Text section:
"""
The problem, however, is that real programs don’t use many two-bit numbers. It’s not feasible to cram 65,536 levels into a single cell in most technologies, but we’d really like to be able to use 16-bit numbers in our programs. It’s easy to combine, say, two two-bit cells to represent a four-bit number under ordinary circumstances: just split up the bits or use a Gray code to minimize the expected cost of small changes. But these strategies ruin our nice error monotonicity property: small changes in one cell might cause large changes in our four-bit number.

### Stating the Problem

Let’s compare strategies for encoding $n$-bit numbers onto $c$ cell values of $b$ bits each. A given code will consist of an encoding function $e$ and a decoding function $d$. Encoding turns a single $n$-bit number into a $c$-tuple of $b$-bit numbers, so we’ll write $e(x) = \overline{v} = \langle v_1, v_2, \ldots, v_c \rangle$ where each $v_i$ consists of $b$ bits.

We assume that, within a given cell, small errors are more likely than large errors. We hope that small per-cell errors translate to small errors in the decoded value. To make this precise, define an overloaded function $\Delta$ that gets the size of errors in either encoded or plain-text values. For plain numbers, for example, $\Delta(1000, 0110) = 2$; this function is the absolute difference between the values. For encoded cell-value tuples, $\Delta(\langle 01, 10 \rangle, \langle 10, 01 \rangle) = 2$; the function is the sum of the differences for each cell. Here’s a formal statement of an error-monotonicity property we’d like:

$$\Delta(\overline{v}, \overline{v}_1) \ge \Delta(\overline{v}, \overline{v}_2) \Rightarrow \Delta(d(\overline{v}), d(\overline{v}_1)) \ge \Delta(d(\overline{v}), d(\overline{v}_2))$$

In other words, if some cell-level error is smaller than another cell-level error, then it also translates to a smaller error in the space of decoded numbers.

### The Options

Let’s consider a few options. For simplicity, I’ll give examples for $n=4$, $c=2$, and $b=2$, but each strategy should generalize to any problem size where $n = c \times b$.
"""
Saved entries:
"""
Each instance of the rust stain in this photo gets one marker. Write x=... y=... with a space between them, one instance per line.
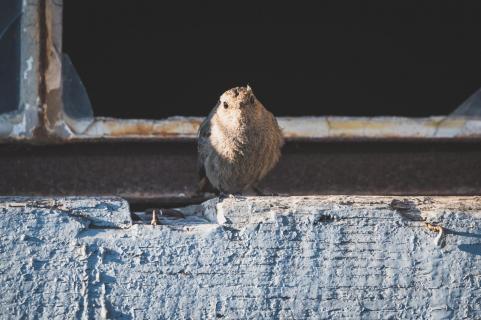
x=165 y=128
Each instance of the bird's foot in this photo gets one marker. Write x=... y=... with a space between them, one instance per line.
x=223 y=195
x=261 y=193
x=154 y=220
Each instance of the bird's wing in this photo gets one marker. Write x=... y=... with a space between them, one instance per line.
x=203 y=148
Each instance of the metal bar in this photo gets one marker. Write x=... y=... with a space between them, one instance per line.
x=164 y=173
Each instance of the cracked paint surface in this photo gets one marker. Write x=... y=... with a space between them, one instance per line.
x=268 y=257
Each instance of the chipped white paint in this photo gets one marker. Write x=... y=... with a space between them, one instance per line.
x=28 y=69
x=271 y=257
x=297 y=128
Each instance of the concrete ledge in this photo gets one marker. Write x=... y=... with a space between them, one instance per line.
x=110 y=212
x=268 y=257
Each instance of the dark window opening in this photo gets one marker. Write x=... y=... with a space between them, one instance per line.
x=150 y=59
x=10 y=12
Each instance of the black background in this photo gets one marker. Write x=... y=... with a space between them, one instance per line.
x=152 y=59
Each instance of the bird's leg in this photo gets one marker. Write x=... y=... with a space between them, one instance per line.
x=154 y=221
x=261 y=193
x=224 y=195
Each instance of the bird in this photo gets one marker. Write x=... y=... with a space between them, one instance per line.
x=239 y=142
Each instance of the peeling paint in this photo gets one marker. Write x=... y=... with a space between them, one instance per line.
x=297 y=128
x=28 y=69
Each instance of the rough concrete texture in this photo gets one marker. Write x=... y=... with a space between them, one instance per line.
x=268 y=257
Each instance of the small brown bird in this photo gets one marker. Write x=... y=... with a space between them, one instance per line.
x=239 y=143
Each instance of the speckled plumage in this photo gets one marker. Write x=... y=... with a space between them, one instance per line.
x=239 y=142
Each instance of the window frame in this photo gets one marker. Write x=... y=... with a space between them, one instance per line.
x=41 y=118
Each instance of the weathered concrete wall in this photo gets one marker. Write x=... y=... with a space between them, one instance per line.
x=270 y=257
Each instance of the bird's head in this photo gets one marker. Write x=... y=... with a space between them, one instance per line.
x=238 y=100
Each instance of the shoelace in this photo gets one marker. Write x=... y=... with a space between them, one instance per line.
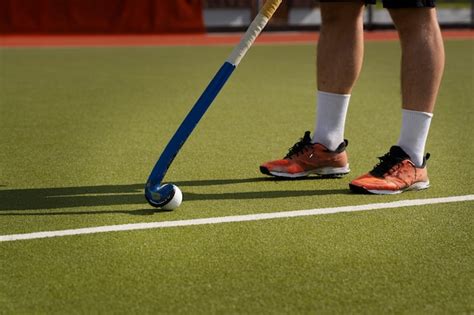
x=300 y=146
x=387 y=162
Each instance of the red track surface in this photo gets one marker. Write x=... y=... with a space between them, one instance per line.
x=188 y=40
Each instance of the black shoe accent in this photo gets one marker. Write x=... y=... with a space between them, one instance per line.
x=393 y=157
x=359 y=190
x=265 y=171
x=342 y=147
x=299 y=146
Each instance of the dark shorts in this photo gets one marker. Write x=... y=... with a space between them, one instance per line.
x=394 y=4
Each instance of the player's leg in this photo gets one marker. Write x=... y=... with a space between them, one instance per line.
x=340 y=52
x=404 y=167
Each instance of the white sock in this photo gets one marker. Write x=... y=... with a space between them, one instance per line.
x=415 y=127
x=331 y=114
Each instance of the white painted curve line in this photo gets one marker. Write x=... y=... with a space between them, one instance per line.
x=237 y=218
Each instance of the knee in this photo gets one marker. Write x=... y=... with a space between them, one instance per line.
x=341 y=14
x=414 y=21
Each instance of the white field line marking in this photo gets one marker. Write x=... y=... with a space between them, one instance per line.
x=237 y=218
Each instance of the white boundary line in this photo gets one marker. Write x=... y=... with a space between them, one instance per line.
x=237 y=218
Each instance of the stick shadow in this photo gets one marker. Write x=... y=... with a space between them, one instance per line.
x=132 y=194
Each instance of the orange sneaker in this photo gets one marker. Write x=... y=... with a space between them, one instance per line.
x=306 y=158
x=394 y=174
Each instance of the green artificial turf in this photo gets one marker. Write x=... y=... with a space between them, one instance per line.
x=81 y=128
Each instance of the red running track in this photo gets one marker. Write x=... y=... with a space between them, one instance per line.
x=190 y=40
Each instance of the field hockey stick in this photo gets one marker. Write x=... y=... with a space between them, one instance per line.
x=159 y=195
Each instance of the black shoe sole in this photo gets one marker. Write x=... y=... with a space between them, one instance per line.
x=359 y=190
x=265 y=171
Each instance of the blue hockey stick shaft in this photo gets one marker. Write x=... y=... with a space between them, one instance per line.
x=152 y=191
x=189 y=123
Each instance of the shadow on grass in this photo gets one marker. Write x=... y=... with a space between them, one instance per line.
x=110 y=195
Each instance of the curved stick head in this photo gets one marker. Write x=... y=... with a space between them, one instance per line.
x=159 y=196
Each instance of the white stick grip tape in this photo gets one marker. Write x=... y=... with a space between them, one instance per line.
x=247 y=40
x=253 y=31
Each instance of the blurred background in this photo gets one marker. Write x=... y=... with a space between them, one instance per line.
x=305 y=14
x=187 y=16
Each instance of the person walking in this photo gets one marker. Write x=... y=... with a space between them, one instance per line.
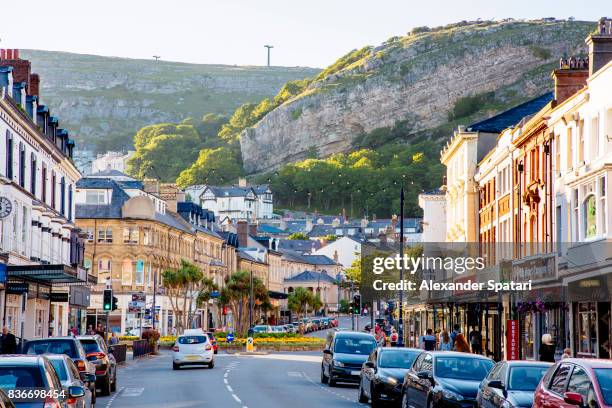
x=547 y=349
x=446 y=343
x=8 y=341
x=461 y=344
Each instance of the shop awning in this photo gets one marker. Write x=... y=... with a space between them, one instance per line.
x=49 y=274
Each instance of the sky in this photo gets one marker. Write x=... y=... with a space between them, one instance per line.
x=310 y=33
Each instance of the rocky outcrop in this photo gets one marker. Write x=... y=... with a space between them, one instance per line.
x=417 y=79
x=101 y=97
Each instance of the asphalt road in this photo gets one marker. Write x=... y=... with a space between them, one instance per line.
x=266 y=381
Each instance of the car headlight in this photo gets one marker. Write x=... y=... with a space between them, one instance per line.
x=451 y=395
x=388 y=380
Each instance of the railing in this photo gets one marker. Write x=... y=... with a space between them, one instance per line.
x=141 y=348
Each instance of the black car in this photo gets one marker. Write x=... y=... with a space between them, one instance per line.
x=106 y=365
x=68 y=345
x=343 y=356
x=440 y=379
x=511 y=384
x=383 y=374
x=22 y=373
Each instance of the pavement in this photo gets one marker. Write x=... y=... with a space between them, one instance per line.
x=237 y=381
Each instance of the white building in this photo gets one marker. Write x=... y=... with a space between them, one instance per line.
x=232 y=203
x=42 y=247
x=111 y=161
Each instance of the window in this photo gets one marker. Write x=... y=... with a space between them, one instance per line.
x=130 y=235
x=590 y=216
x=95 y=197
x=9 y=155
x=105 y=235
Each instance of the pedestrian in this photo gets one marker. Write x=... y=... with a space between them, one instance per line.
x=547 y=349
x=476 y=341
x=428 y=341
x=8 y=341
x=394 y=337
x=446 y=344
x=461 y=344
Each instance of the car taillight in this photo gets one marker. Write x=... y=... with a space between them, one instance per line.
x=81 y=366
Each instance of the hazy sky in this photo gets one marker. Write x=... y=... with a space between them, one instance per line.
x=307 y=33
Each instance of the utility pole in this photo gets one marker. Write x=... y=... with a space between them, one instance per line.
x=269 y=47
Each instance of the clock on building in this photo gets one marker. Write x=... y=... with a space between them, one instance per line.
x=5 y=207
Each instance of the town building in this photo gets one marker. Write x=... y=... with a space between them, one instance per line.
x=43 y=282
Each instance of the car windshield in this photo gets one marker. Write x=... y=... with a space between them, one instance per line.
x=354 y=345
x=604 y=378
x=12 y=377
x=463 y=368
x=51 y=347
x=397 y=358
x=525 y=378
x=192 y=339
x=60 y=369
x=90 y=346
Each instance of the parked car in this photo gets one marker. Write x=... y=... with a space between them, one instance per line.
x=511 y=384
x=444 y=379
x=383 y=374
x=106 y=365
x=192 y=349
x=21 y=372
x=69 y=376
x=68 y=345
x=343 y=356
x=575 y=382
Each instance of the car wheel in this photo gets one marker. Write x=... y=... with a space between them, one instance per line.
x=106 y=386
x=362 y=398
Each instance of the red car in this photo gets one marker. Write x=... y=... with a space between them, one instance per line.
x=213 y=341
x=574 y=383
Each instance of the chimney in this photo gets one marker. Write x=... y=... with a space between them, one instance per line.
x=570 y=77
x=34 y=85
x=600 y=46
x=242 y=229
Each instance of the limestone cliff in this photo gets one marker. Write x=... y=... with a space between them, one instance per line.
x=418 y=79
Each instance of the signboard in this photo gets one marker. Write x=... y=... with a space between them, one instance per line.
x=59 y=297
x=512 y=340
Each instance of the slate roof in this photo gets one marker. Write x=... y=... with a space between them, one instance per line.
x=512 y=116
x=311 y=276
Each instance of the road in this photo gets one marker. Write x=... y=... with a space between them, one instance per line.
x=273 y=380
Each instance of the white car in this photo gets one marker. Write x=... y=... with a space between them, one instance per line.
x=192 y=349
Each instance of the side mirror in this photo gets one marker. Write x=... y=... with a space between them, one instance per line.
x=573 y=398
x=76 y=391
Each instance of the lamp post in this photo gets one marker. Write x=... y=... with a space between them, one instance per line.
x=400 y=332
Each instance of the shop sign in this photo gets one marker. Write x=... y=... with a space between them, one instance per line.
x=512 y=337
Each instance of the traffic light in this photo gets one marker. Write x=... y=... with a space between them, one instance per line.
x=107 y=300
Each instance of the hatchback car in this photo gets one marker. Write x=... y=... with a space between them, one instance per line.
x=68 y=345
x=69 y=376
x=24 y=372
x=511 y=384
x=444 y=379
x=383 y=374
x=343 y=356
x=575 y=382
x=106 y=365
x=192 y=349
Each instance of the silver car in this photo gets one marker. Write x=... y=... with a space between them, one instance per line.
x=69 y=377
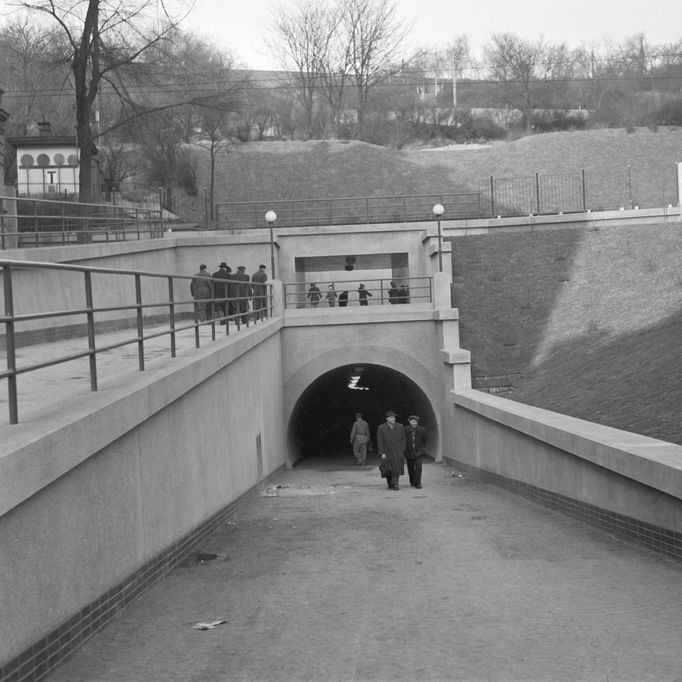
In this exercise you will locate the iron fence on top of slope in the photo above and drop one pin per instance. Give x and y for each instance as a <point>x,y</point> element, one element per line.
<point>643,186</point>
<point>236,215</point>
<point>30,222</point>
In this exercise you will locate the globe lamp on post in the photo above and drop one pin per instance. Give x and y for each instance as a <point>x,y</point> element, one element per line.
<point>270,218</point>
<point>438,211</point>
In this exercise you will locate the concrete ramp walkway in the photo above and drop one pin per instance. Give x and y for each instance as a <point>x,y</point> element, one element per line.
<point>328,575</point>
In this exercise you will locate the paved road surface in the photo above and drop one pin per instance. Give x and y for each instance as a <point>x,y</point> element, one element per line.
<point>333,577</point>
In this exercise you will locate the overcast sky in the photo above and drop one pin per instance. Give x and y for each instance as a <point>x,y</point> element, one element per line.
<point>241,25</point>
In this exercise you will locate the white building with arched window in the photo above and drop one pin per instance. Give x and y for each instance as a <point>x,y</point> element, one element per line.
<point>47,165</point>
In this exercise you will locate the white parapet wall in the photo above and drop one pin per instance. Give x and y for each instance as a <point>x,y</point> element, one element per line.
<point>626,481</point>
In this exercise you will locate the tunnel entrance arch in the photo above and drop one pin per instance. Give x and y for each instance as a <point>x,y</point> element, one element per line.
<point>322,418</point>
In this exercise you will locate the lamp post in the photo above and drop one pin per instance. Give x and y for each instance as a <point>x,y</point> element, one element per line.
<point>270,218</point>
<point>438,211</point>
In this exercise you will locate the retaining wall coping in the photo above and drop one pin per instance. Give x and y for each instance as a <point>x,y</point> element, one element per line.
<point>36,452</point>
<point>652,462</point>
<point>371,314</point>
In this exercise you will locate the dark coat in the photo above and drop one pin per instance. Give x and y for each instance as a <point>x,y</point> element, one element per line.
<point>415,441</point>
<point>391,442</point>
<point>220,289</point>
<point>201,286</point>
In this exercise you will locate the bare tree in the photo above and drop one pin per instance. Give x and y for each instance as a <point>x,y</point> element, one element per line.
<point>374,34</point>
<point>31,77</point>
<point>528,72</point>
<point>101,37</point>
<point>302,42</point>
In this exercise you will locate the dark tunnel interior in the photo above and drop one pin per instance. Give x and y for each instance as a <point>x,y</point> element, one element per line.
<point>322,419</point>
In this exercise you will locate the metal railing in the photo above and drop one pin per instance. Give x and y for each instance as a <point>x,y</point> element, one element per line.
<point>379,292</point>
<point>644,186</point>
<point>228,310</point>
<point>346,210</point>
<point>27,222</point>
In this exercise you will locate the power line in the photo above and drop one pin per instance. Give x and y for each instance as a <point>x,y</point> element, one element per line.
<point>210,88</point>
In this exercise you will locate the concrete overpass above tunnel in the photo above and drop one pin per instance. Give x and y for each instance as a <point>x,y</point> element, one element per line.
<point>405,358</point>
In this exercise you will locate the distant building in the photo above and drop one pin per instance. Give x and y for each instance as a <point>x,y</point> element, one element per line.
<point>48,165</point>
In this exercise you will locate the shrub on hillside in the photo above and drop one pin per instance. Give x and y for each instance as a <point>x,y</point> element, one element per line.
<point>556,121</point>
<point>668,114</point>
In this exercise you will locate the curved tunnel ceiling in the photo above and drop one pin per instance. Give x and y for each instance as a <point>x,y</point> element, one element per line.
<point>322,419</point>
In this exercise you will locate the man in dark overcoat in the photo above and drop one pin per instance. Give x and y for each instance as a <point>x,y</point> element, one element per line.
<point>258,280</point>
<point>415,437</point>
<point>220,291</point>
<point>391,447</point>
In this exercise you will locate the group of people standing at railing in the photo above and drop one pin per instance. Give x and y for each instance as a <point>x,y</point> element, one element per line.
<point>225,293</point>
<point>396,294</point>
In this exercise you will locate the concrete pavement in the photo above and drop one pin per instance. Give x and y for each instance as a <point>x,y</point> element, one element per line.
<point>327,575</point>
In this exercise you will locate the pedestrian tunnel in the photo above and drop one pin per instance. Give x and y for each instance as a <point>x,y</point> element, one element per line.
<point>322,418</point>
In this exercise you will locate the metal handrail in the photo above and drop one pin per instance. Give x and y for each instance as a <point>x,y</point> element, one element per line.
<point>228,318</point>
<point>347,210</point>
<point>419,290</point>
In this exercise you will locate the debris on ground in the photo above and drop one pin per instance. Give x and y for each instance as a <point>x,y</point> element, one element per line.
<point>272,490</point>
<point>209,626</point>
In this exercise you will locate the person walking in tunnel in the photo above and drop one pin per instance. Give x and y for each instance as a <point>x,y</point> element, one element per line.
<point>359,437</point>
<point>391,447</point>
<point>415,440</point>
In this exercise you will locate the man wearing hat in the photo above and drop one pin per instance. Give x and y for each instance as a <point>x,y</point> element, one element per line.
<point>391,447</point>
<point>220,291</point>
<point>242,292</point>
<point>415,438</point>
<point>259,291</point>
<point>201,289</point>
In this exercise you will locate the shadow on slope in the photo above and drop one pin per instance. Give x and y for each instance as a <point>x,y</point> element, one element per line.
<point>632,382</point>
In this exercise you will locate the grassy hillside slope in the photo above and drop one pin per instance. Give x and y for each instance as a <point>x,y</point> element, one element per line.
<point>582,322</point>
<point>262,171</point>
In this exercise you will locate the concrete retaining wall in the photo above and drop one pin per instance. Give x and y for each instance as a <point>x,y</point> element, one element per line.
<point>627,482</point>
<point>87,505</point>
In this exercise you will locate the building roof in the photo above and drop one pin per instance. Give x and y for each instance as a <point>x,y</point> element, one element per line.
<point>42,141</point>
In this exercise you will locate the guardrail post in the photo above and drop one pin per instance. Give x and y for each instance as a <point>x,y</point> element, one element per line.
<point>492,197</point>
<point>10,346</point>
<point>90,316</point>
<point>537,192</point>
<point>140,324</point>
<point>171,315</point>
"""
About this exercise: Duplicate part of the text on encoding numbers into cells word for word, starting at "In other words, if" and ending at "of decoded numbers.". None of the data is needed for what follows.

Answer box:
In other words, if some cell-level error is smaller than another cell-level error, then it also translates to a smaller error in the space of decoded numbers.